-- EXTRACT TO READ follows --
Inside the industry: Is driving going the way of the dinosaurs?
Published
Would you use a shared car? Most aren’t keen at all
Car sharing and autonomous could change driving as we know it, or maybe not...
Electrification, autonomy, digitalisation; the list goes on. But amid the swirl of change, it’s easy to overlook a more fundamental truth: boil down the impact of so much disruption and it’s clear that the future of the car as we know it is under assault.
In the UK, our average driving distance has been in decline for years. In 2002, it was 9200 miles, last year it was down to 7400 and this year it’s easy to imagine that that figure has been halved, despite the best efforts of Autocar’s road testers to keep you informed.
No doubt it will creep up again as lockdown eases, but I doubt that it will ever recover. We’ve all discovered workarounds to business and personal commuting, many of which improve our wellbeing and finances. How many people have paid for a 10,000-mile lease this year only to spend months staring at an expensive ornament? How many of those leases will be renewed at 5000 miles? The potential spiral is obvious.
Lockdown has made us aware of what was staring us in the face: even prepandemic, the average car was used for just six hours a week, meaning it was parked for 96% of the time. Factor in studies in the US suggesting that the average person spends 20% of their income on transport, led by car use, and 32 hours per year stationary on traffic-clogged roads, and it’s impossible not to ponder whether there’s a better way.
We’ve been here before, of course, but now there’s no question that big business and eagle-eyed investors are doing all they can to provide a catalyst to break the mould, their plans to seize a slice of the pie and their audience with the country’s decision-makers justified by the potential environmental gains. Car sharing, ride hailing and eventually even hired, autonomous pods so in demand that they never need to sit idle are all on the agenda. Already trials are proving effective in some big cities.
-- EXTRACT TO READ concluded --
-- WORK INSTRUCTION A --
In the article on the future of driving, write out the part from "Inside the industry: Is" to "or maybe not...", substituting "horse and cart" for "dinosaurs".
-- WORK INSTRUCTION B --
According to the article on the future of driving, what was the average driving distance in the UK in 2002?
-- WORK INSTRUCTION C --
Check each statement against the article on the future of driving and answer yes or no, quoting the words that decide it.
(i) Before the pandemic, the average car sat parked for 96% of the time.
(ii) The average UK driving distance went up between 2002 and last year.
(iii) The writer expects driving to fully recover once lockdown eases.
The records that come next have nothing to do with the text.
-- STUDY MATERIAL follows --
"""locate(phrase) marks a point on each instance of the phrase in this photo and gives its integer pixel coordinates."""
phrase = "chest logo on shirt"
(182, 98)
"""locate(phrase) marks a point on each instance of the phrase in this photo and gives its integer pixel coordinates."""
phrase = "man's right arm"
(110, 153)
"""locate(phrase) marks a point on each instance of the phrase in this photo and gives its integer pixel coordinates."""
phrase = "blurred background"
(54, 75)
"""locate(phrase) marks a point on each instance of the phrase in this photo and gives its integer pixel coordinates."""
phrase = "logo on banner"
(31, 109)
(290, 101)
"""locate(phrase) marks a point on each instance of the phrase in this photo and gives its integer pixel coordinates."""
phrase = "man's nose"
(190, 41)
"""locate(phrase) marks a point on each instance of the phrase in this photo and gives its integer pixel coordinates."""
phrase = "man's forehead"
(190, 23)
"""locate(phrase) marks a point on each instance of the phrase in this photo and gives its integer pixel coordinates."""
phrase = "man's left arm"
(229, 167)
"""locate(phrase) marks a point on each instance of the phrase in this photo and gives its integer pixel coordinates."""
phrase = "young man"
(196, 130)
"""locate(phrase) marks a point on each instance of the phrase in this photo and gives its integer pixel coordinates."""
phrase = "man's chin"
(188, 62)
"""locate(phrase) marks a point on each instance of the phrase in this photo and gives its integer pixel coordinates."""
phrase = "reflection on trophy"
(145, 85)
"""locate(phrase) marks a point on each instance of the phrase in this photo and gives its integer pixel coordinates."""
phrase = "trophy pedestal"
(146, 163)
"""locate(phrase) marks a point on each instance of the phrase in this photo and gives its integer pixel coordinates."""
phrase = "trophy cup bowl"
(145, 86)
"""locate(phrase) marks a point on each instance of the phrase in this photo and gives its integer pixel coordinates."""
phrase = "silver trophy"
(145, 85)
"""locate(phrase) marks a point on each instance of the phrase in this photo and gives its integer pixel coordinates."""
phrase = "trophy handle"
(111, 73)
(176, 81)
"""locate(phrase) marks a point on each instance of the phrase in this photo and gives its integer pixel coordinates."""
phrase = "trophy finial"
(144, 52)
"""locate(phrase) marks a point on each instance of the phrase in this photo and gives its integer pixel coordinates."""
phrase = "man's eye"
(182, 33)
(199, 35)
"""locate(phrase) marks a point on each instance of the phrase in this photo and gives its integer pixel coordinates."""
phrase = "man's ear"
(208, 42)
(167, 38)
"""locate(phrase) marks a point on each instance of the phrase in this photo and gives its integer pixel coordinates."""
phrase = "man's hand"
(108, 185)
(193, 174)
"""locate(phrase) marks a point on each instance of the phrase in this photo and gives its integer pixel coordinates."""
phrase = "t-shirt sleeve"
-- STUDY MATERIAL concluded --
-- EXERCISE OUTPUT A --
Inside the industry: Is driving going the way of the horse and cart?
Published
Would you use a shared car? Most aren’t keen at all
Car sharing and autonomous could change driving as we know it, or maybe not...

-- EXERCISE OUTPUT B --
9200 miles.

-- EXERCISE OUTPUT C --
(i) Yes: "meaning it was parked for 96% of the time"
(ii) No: "In 2002, it was 9200 miles, last year it was down to 7400"
(iii) No: "I doubt that it will ever recover"